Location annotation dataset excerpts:

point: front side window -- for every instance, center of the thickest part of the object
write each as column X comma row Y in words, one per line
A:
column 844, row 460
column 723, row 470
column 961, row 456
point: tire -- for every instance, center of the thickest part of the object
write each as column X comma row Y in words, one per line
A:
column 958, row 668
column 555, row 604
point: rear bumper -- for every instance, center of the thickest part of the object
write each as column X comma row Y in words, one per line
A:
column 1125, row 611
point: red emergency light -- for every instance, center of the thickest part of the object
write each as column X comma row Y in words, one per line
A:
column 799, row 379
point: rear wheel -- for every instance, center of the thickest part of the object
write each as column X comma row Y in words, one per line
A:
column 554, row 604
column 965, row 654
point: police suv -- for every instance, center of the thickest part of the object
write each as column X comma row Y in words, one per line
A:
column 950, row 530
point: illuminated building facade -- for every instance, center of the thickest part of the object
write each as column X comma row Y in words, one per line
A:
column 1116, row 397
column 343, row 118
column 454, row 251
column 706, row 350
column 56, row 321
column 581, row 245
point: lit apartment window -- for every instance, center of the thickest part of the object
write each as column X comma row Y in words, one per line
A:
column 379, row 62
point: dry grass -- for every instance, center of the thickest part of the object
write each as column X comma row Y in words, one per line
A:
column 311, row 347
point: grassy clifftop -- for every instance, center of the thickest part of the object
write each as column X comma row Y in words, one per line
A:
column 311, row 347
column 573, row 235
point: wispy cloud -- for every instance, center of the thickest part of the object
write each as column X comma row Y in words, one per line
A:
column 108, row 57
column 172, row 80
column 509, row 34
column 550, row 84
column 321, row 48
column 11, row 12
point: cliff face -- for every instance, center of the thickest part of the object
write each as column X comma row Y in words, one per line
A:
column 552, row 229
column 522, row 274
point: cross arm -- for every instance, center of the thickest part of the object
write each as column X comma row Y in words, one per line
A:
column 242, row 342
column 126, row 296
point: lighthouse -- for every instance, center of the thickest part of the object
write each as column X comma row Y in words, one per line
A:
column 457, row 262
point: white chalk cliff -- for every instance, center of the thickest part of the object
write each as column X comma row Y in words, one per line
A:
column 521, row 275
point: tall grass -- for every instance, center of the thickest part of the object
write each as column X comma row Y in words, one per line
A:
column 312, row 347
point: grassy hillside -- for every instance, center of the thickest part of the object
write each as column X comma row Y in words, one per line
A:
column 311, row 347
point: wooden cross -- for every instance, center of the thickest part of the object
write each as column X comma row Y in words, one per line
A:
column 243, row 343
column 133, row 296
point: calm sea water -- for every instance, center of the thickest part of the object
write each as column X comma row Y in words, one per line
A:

*What is being asked*.
Can you output the part of the records that opens with the line containing "point: wooden cross" and runs through the end of the records, both ends included, as a Markdown table with a Row column for the row number and a Line column for the line, leaving out blank lines?

*Answer to the task*.
| Row | Line |
|---|---|
| 1 | point: wooden cross -- for every instance, center of the thickest part of the object |
| 2 | write each as column X comma row Y in words, one per line |
| 3 | A: |
| 4 | column 243, row 343 |
| 5 | column 133, row 296 |
| 6 | point: calm sea water -- for every instance, center of the thickest part of the object |
| 7 | write each as column X comma row Y in words, one per line |
| 8 | A: |